**What you will do**.
1 – In the sand cone problem, why does the worked answer write r = 6h?
2 – Translate this sentence from the sand cone problem into Spanish: "The falling sand forms a cone on the ground in such a way that the height of the cone is always one-sixth of the radius of the base."
3 – According to the sand cone problem, at what rate is sand pouring from the pipe?

**Passage**.
Question

Sand is pouring from a pipe at the rate of 12 cm^3 /s. The falling sand forms a cone on the ground in such a way that the height of the cone is always one-sixth of the radius of the base. How fast is the height of the sand cone increasing when the height is 4 cm?

Answer 1

Let r is the radius , h is height , V is the volume of cone.
Given, h = r/6 => r = 6h
and dV/dt =12cm³/s -------(1)
h = 4cm ------(2)

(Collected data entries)

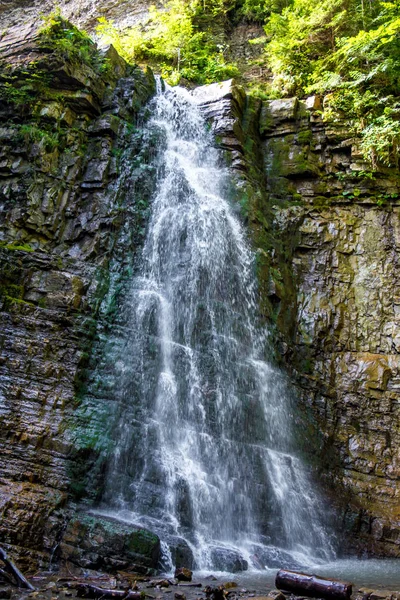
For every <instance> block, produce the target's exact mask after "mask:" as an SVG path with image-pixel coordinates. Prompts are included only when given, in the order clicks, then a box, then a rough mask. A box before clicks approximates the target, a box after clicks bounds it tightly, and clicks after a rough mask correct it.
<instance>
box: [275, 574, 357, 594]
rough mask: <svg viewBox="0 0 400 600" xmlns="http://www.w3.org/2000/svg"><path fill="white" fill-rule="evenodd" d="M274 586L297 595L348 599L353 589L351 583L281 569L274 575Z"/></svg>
mask: <svg viewBox="0 0 400 600" xmlns="http://www.w3.org/2000/svg"><path fill="white" fill-rule="evenodd" d="M275 587H276V588H277V589H278V590H283V591H285V592H291V593H292V594H296V595H299V596H310V597H311V598H326V600H349V598H350V596H351V593H352V591H353V590H352V587H353V586H352V584H351V583H347V582H344V581H339V580H336V579H325V577H318V575H308V574H307V573H296V572H295V571H285V570H283V569H281V570H280V571H278V573H277V575H276V579H275Z"/></svg>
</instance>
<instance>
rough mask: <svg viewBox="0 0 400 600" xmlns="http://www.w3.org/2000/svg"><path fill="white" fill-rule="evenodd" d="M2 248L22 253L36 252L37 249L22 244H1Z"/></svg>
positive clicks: (2, 242) (13, 243) (24, 244)
mask: <svg viewBox="0 0 400 600" xmlns="http://www.w3.org/2000/svg"><path fill="white" fill-rule="evenodd" d="M0 248H3V249H5V250H11V251H13V250H19V251H20V252H34V251H35V249H34V248H32V246H30V245H29V244H21V243H20V242H17V241H14V242H0Z"/></svg>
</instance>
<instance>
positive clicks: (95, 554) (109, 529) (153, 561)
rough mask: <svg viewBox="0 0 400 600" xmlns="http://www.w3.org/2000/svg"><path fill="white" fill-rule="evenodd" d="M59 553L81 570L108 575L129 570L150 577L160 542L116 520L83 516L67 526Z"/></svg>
mask: <svg viewBox="0 0 400 600" xmlns="http://www.w3.org/2000/svg"><path fill="white" fill-rule="evenodd" d="M61 552H62V555H63V556H64V557H65V558H67V557H68V559H69V560H70V561H71V562H73V563H74V564H76V565H78V566H81V567H84V568H89V569H104V570H106V571H111V572H113V571H117V570H121V569H127V568H129V569H131V570H137V571H138V572H139V573H145V574H152V573H153V572H154V570H155V569H156V568H157V565H158V561H159V558H160V540H159V538H158V537H157V536H156V535H154V534H153V533H151V532H150V531H148V530H146V529H141V528H138V527H135V526H130V525H127V524H125V523H121V522H119V521H117V520H116V519H112V518H106V517H102V518H100V517H99V518H97V517H92V516H82V517H80V518H79V519H73V520H72V521H71V522H70V523H69V524H68V527H67V529H66V531H65V534H64V537H63V542H62V544H61Z"/></svg>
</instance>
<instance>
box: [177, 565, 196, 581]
mask: <svg viewBox="0 0 400 600" xmlns="http://www.w3.org/2000/svg"><path fill="white" fill-rule="evenodd" d="M192 575H193V573H192V571H191V570H190V569H188V568H186V567H180V568H179V569H175V579H178V581H192Z"/></svg>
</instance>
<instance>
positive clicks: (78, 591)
mask: <svg viewBox="0 0 400 600" xmlns="http://www.w3.org/2000/svg"><path fill="white" fill-rule="evenodd" d="M67 587H70V588H73V589H75V590H76V595H77V596H78V598H104V600H107V598H109V599H112V598H120V599H121V600H143V598H144V594H142V593H141V592H134V591H132V590H113V589H107V588H100V587H98V586H97V585H92V584H89V583H75V584H73V583H72V584H70V585H68V586H67Z"/></svg>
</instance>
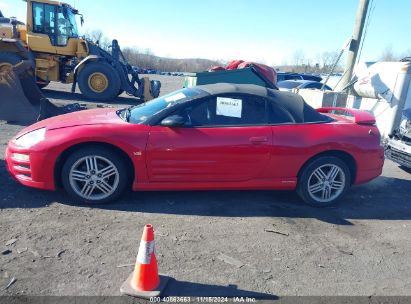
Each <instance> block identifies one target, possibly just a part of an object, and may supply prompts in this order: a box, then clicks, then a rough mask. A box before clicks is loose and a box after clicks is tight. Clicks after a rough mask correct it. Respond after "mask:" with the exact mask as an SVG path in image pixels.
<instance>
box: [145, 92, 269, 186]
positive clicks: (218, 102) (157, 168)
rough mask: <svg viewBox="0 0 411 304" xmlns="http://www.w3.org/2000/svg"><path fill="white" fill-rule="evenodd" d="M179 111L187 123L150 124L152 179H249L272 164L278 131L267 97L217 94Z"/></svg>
mask: <svg viewBox="0 0 411 304" xmlns="http://www.w3.org/2000/svg"><path fill="white" fill-rule="evenodd" d="M173 114H178V115H180V116H182V117H184V119H185V120H186V122H185V125H184V126H182V127H164V126H161V125H157V126H153V127H152V128H151V130H150V135H149V140H148V145H147V169H148V173H149V179H150V182H233V181H247V180H251V179H255V178H258V177H259V175H260V174H261V172H262V171H263V170H264V168H265V166H266V165H267V164H268V162H269V159H270V146H271V144H272V133H271V129H270V126H268V125H267V124H266V117H267V114H266V102H265V99H264V98H261V97H256V96H254V95H216V96H211V97H205V98H202V99H200V100H197V101H195V102H191V103H190V104H187V105H184V106H183V108H182V109H179V110H178V111H177V112H176V113H173Z"/></svg>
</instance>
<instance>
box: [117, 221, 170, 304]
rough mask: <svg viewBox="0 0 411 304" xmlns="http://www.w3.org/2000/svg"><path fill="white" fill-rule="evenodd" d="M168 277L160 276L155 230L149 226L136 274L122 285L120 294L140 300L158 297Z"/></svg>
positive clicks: (143, 242) (148, 227) (142, 241)
mask: <svg viewBox="0 0 411 304" xmlns="http://www.w3.org/2000/svg"><path fill="white" fill-rule="evenodd" d="M168 279H169V278H168V277H165V276H159V274H158V269H157V259H156V255H155V252H154V230H153V226H152V225H150V224H148V225H146V226H145V227H144V232H143V236H142V237H141V242H140V247H139V249H138V254H137V260H136V266H135V267H134V272H133V273H132V274H131V275H130V276H129V277H128V279H127V280H126V281H125V282H124V283H123V285H121V287H120V292H121V293H122V294H127V295H130V296H135V297H139V298H150V297H158V296H160V294H161V292H162V291H163V290H164V287H165V286H166V284H167V281H168Z"/></svg>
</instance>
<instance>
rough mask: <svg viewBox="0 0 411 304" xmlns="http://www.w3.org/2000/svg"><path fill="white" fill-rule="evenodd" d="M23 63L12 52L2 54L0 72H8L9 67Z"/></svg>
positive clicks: (0, 63) (0, 55) (0, 59)
mask: <svg viewBox="0 0 411 304" xmlns="http://www.w3.org/2000/svg"><path fill="white" fill-rule="evenodd" d="M21 61H23V58H21V57H20V56H19V55H17V54H15V53H10V52H0V72H2V71H6V70H7V68H8V67H11V66H13V65H16V64H17V63H19V62H21Z"/></svg>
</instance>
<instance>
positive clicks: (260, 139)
mask: <svg viewBox="0 0 411 304" xmlns="http://www.w3.org/2000/svg"><path fill="white" fill-rule="evenodd" d="M267 141H268V140H267V137H265V136H256V137H250V142H251V143H253V144H262V143H265V142H267Z"/></svg>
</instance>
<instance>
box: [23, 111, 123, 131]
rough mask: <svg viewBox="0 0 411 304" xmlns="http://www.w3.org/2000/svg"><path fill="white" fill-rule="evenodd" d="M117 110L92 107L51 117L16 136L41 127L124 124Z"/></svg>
mask: <svg viewBox="0 0 411 304" xmlns="http://www.w3.org/2000/svg"><path fill="white" fill-rule="evenodd" d="M117 110H118V109H113V108H109V109H108V108H105V109H93V110H84V111H78V112H73V113H68V114H64V115H59V116H55V117H51V118H48V119H45V120H42V121H39V122H37V123H35V124H33V125H31V126H29V127H27V128H25V129H23V130H22V131H21V132H20V133H19V134H18V135H17V137H18V136H21V135H23V134H25V133H28V132H31V131H34V130H37V129H41V128H47V130H55V129H61V128H69V127H76V126H84V125H98V124H126V123H127V122H125V121H124V120H122V119H121V118H120V117H119V116H118V115H117V113H116V112H117Z"/></svg>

**Answers by item number**.
1 – The question states that the cone's height is always one-sixth of the radius of its base, so h = r/6. Multiplying both sides by 6 gives r = 6h.

2 – La arena que cae forma un cono en el suelo de tal manera que la altura del cono es siempre un sexto del radio de la base.

3 – 12 cm³/s